Consegne dell'esercizio:
A. Trascrivi dal brano sull'ottimismo della volontà il passo che va da "What’s to be" a "molti a farlo.".
B. Nel brano sull'ottimismo della volontà, che cosa si rischia vedendo le cose senza filtri e chiamandole con il loro nome?
C. Prosegui il brano sull'ottimismo della volontà subito dopo la sua ultima frase.

Estratto della pagina:
########

What’s to be done? Disse una volta tale, e dunque restando da quelle parti, chiediamoci come far si che que poco ottimismo della volontà rimastoci, piuttosto che esserne sopraffatto, possa giovarsi del pessimismo della ragione.
Direi in primo luogo prendendo atto dell’impasse vedendo le cose senza filtri e chiamandole con il loro nome, anche a costo di esser tacciati di complottismo, terrapiattismo, antiscientismo, fino al putinianesimo e tutte le altre categorie che la ormai scialba fantasia dei nostri detrattori vorrà far seguire. Questo siamo già molti a farlo.
Ma è facile cadere nella trappola contribuendo ad alimentare i pregiudizi che vanno per la maggiore, lasciando inalterato o addirittura contribuendo a rinforzare il velo di menzogna che alimenta la propaganda delle nostre “oligarchie liberali” (1). E’ ciò che accade quando la contropartita per l’espressione del dissenso diventa la professione di fede, per cui bisogna dire che Putin è un assassino criminale, che siamo usciti dall’emergenza Covid grazie ai vaccini (detto brutalmente, ne siamo usciti prima, solo perché Putin ha invaso l’Ucraina) o che l’auto elettrica e le politiche green ci salveranno dal cambiamento climatico (mentre si potrà continuare ad arrivare in transatlantico a Piazza San Marco).

########

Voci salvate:
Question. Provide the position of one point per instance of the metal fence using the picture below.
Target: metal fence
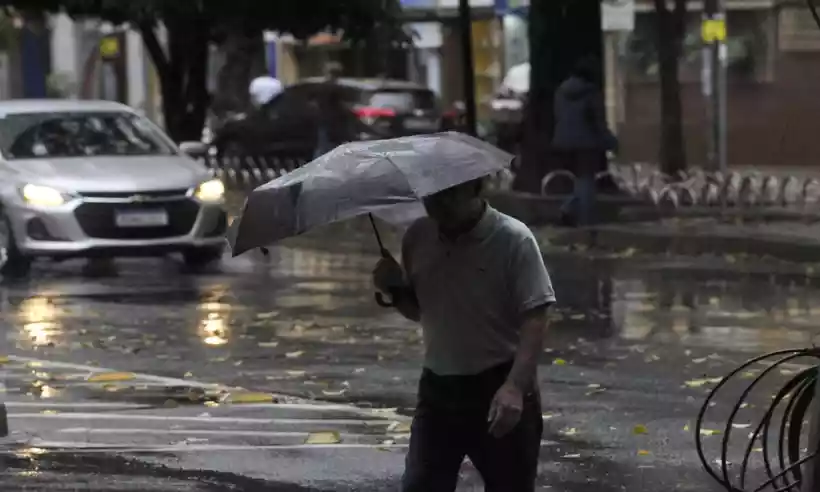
(636, 184)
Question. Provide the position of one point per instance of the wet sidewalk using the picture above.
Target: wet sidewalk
(793, 241)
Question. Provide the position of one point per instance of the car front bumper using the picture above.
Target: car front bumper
(89, 227)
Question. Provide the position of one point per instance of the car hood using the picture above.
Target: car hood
(112, 173)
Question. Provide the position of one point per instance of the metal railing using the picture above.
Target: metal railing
(635, 184)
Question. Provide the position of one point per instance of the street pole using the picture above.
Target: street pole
(713, 31)
(468, 69)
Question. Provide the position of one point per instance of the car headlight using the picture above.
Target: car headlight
(43, 196)
(210, 191)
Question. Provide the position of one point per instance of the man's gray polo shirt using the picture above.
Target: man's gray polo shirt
(474, 291)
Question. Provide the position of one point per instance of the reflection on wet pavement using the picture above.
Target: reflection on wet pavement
(631, 344)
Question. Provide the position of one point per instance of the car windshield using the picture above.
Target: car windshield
(79, 134)
(403, 100)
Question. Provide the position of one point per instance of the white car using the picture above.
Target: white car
(94, 178)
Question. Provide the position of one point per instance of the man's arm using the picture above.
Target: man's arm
(525, 367)
(405, 302)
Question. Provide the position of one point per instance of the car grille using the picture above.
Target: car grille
(98, 220)
(148, 195)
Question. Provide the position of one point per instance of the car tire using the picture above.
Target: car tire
(202, 257)
(13, 264)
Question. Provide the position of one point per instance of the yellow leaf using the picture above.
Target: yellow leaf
(250, 398)
(399, 427)
(334, 392)
(111, 376)
(324, 437)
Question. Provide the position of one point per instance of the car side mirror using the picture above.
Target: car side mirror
(194, 149)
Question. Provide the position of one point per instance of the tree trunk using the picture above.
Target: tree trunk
(244, 53)
(182, 71)
(560, 32)
(671, 27)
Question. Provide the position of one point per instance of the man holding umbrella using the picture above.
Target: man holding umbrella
(476, 281)
(473, 277)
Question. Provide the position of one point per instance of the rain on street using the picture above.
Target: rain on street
(142, 374)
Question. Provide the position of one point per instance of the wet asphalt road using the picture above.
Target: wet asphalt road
(141, 376)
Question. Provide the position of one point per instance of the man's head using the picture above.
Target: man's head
(452, 207)
(264, 89)
(588, 68)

########

Risposte alle consegne:
A.
What’s to be done? Disse una volta tale, e dunque restando da quelle parti, chiediamoci come far si che que poco ottimismo della volontà rimastoci, piuttosto che esserne sopraffatto, possa giovarsi del pessimismo della ragione.
Direi in primo luogo prendendo atto dell’impasse vedendo le cose senza filtri e chiamandole con il loro nome, anche a costo di esser tacciati di complottismo, terrapiattismo, antiscientismo, fino al putinianesimo e tutte le altre categorie che la ormai scialba fantasia dei nostri detrattori vorrà far seguire. Questo siamo già molti a farlo.

B. Si rischia di essere tacciati di complottismo, terrapiattismo, antiscientismo e perfino di putinianesimo.

C.
Sempre più spesso la professione di fede diventa un requisito essenziale per la sopravvivenza mediatica. Ma essa porta acqua al mulino della controparte perché anche se sarà consentito dire che nell’affrontare un problema vi sono stati errori macroscopici, nell’impianto complessivo del discorso ciò suonerà come conferma dell’estrema difficoltà del momento e quindi della validità tanto della risposta quanto della narrazione emergenziale. A ben vedere la professione di fede è l’ultima manifestazione religiosa di una società decadente senza più religione e morale condivisa, dove si discute analiticamente sul nulla mentre gli argomenti che dovrebbero esser trattati in punta di piedi (vd. la querelle sul suicidio assistito) si affrontano con stivali sporchi di fango.
Il fatto essenziale su cui riflettere è quello per cui, dopo che la “verità è [stata] ridotta a un momento nel movimento del falso” (Agamben), la logica è sottoposta ad uno stupro pressoché quotidiano. Oramai è una costante, facilmente osservabile in quelle manifestazioni orripilanti di disonestà intellettuale che (con rare eccezioni) sono costituite dai talk; quando il dissidente avanza un argomento logico, potenzialmente in grado di risvegliare il pubblico assopito, il conduttore si trasforma in un buttafuori. Ecco allora che la parola tornerà agli esperti, ovvero agli “Auguri” dei nostri giorni, quelli che tutto sanno dirci su un avvenimento passato ma che puntualmente falliscono ogni previsione riguardante il futuro.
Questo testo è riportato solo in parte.